■ **Extract to read**:
──────────

Through it all, I pressed into my faith because that is what faith does. It presses into known truth—a truth that relies on God’s strength to carry us through to resolution. Faith carries us in times of darkness. Faith anchors us, holds us, reminds us that on the other side of smoldering embers lies the hot breath of a Holy God who bends at the ready to flame them into significance.

My life has hosted many seasons of diminishing flames like this past one. I don’t imagine it will be my last. And while I don’t welcome them, I’m better prepared for them because I’ve lived each one of them successfully through to victory. To feeling the warmth of God’s returning light and to embracing the dawn as dawn was meant to be embraced.

With celebration … anticipation … high and holy expectation for the day that births anew with unlimited opportunities to unpack my God further. That is how I awoke this morning; by his grace, tomorrow will birth the same.

It’s good to be in fellowship with a God who understands the seasons of our lives, who walks them with us despite our willingness to walk them in isolation. Without the embers of his enduring love, our struggling seasons suffer deeper, linger longer, fester wider. There is little hope of emerging victory when we fail to tend to the wick of God’s sacred flame within us.

I’ve tended to that wick, even when my flesh cried out its resistance. I prayed about it, wrote about, spoke to God about it, and read about it in his holy Word. God’s Word is replete with a people who have stood where I have stood. They, too, pressed into their faith in order to move past their flesh.

──────────

■ **Tasks to carry out**:
1) Reproduce word for word the part of the reflection on faith between "It’s good to" and "past their flesh.", inclusive.
2) In one to three sentences, explain why the writer of the reflection on faith says they are better prepared for seasons of diminishing flames.
3) According to the reflection on faith, what lies on the other side of smoldering embers?

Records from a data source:
──────────

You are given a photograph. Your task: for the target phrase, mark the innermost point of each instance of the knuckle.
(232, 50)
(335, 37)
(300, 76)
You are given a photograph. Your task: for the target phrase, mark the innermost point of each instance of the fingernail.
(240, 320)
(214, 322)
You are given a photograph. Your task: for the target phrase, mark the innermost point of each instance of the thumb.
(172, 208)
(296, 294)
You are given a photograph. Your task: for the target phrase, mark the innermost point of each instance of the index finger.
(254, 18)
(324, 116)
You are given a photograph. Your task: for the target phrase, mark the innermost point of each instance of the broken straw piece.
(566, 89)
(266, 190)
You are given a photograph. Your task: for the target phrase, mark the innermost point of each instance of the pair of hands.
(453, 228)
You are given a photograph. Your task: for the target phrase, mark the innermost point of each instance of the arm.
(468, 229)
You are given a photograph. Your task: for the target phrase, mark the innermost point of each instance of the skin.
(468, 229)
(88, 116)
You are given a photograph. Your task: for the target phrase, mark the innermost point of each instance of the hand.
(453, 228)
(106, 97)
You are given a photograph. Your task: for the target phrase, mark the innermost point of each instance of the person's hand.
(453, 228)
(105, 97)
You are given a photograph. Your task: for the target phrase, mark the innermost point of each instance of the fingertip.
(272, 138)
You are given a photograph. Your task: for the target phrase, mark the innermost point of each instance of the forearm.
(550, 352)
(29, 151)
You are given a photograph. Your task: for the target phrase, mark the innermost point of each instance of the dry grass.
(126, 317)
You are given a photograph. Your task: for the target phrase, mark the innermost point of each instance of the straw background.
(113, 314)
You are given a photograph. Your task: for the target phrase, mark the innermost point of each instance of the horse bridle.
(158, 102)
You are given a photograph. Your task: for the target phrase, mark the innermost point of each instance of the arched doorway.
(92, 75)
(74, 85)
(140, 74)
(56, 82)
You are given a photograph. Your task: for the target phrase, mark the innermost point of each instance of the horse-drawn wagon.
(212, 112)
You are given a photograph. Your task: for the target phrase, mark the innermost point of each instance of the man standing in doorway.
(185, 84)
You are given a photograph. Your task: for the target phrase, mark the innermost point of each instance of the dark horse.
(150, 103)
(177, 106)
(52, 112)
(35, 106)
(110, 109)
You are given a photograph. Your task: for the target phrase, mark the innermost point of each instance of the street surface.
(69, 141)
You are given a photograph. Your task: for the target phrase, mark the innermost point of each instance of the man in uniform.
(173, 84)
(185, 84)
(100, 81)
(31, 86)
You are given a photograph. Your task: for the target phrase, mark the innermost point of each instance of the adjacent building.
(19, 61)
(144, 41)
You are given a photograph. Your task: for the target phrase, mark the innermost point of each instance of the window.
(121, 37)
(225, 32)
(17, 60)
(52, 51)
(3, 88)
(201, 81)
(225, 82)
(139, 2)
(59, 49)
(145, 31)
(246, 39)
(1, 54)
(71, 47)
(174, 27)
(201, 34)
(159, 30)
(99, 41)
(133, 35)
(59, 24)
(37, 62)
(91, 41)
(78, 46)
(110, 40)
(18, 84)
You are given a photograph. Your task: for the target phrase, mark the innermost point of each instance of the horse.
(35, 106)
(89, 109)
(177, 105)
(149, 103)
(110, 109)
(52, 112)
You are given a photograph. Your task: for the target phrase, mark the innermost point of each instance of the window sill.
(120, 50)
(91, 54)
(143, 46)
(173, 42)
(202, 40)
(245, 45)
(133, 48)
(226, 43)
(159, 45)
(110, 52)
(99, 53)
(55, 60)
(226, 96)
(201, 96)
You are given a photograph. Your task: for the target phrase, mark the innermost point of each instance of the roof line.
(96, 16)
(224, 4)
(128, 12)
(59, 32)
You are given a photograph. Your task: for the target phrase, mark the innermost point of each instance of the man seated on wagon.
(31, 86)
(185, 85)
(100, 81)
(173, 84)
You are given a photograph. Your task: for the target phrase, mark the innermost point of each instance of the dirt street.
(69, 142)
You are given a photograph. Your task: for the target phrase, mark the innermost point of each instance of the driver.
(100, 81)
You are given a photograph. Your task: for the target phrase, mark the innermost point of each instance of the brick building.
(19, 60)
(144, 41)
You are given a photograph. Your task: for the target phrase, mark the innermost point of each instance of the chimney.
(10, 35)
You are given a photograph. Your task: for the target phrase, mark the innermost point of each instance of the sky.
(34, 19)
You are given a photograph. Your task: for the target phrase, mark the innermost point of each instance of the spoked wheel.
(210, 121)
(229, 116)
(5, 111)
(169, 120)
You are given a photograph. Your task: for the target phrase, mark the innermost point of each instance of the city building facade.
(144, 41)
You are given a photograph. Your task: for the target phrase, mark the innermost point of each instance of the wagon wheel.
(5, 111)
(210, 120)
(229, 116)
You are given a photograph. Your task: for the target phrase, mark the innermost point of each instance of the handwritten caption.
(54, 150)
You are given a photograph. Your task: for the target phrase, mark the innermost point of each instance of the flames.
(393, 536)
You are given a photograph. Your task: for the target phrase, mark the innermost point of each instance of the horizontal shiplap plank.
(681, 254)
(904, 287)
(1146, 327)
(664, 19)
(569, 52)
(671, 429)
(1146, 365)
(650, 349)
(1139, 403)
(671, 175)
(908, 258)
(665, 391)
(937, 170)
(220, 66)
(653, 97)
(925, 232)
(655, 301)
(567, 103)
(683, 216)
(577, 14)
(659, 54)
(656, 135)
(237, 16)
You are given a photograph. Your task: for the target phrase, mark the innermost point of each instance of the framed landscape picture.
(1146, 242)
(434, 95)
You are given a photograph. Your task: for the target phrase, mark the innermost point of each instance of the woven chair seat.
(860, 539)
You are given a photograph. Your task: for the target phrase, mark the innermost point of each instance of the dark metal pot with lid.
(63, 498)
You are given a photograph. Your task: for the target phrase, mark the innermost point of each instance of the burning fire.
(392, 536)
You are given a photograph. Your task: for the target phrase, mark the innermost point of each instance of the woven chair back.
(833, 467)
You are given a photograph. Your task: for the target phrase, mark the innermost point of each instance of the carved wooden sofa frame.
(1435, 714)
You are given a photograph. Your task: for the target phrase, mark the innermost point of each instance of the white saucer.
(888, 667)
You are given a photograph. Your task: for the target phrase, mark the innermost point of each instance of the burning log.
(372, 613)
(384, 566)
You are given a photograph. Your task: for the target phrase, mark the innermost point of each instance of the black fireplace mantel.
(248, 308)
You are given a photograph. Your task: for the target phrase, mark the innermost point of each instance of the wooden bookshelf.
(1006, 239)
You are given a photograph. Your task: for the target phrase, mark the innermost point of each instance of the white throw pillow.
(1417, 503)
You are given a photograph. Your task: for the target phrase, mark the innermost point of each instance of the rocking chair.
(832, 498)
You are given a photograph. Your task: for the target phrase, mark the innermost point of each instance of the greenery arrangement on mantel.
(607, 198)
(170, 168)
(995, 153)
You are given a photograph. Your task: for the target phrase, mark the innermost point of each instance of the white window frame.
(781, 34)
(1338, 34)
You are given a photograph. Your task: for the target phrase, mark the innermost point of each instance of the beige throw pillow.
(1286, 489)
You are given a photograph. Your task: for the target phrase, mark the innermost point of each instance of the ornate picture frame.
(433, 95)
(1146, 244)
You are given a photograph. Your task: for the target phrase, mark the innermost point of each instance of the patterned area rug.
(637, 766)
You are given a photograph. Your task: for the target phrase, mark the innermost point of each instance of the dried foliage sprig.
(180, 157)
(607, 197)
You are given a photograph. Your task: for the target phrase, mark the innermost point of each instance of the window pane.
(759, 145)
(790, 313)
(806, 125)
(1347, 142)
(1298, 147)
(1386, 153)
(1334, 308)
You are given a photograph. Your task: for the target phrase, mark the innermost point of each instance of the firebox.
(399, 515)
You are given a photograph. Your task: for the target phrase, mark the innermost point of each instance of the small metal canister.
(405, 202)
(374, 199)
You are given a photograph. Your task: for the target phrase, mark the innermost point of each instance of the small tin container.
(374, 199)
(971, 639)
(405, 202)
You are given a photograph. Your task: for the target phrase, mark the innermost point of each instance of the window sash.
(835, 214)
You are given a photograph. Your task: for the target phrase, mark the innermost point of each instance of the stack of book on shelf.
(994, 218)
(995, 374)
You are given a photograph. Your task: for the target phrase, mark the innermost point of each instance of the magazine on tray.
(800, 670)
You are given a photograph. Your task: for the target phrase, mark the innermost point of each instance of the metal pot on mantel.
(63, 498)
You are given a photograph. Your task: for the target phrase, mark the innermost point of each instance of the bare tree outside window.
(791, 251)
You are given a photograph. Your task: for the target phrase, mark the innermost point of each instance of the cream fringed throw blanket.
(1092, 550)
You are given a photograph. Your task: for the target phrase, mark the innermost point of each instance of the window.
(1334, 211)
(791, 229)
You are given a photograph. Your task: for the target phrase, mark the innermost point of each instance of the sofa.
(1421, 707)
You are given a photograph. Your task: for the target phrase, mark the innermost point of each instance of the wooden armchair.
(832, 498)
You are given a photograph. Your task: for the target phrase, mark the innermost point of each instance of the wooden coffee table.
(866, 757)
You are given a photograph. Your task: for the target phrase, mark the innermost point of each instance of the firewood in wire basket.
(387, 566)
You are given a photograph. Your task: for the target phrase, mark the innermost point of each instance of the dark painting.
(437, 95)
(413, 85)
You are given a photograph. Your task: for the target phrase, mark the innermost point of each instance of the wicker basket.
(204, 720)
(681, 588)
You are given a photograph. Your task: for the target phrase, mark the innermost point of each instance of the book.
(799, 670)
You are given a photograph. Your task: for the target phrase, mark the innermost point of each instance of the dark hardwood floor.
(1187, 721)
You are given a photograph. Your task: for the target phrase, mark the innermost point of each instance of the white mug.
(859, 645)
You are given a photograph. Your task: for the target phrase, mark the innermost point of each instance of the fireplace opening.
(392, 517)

──────────

■ **Problem solutions**:
1)
It’s good to be in fellowship with a God who understands the seasons of our lives, who walks them with us despite our willingness to walk them in isolation. Without the embers of his enduring love, our struggling seasons suffer deeper, linger longer, fester wider. There is little hope of emerging victory when we fail to tend to the wick of God’s sacred flame within us.

I’ve tended to that wick, even when my flesh cried out its resistance. I prayed about it, wrote about, spoke to God about it, and read about it in his holy Word. God’s Word is replete with a people who have stood where I have stood. They, too, pressed into their faith in order to move past their flesh.

2) The writer has lived through each earlier season of diminishing flames successfully, through to victory. That experience leaves them better prepared for the next one, even though they don't welcome these seasons.

3) The hot breath of a Holy God who bends at the ready to flame them into significance.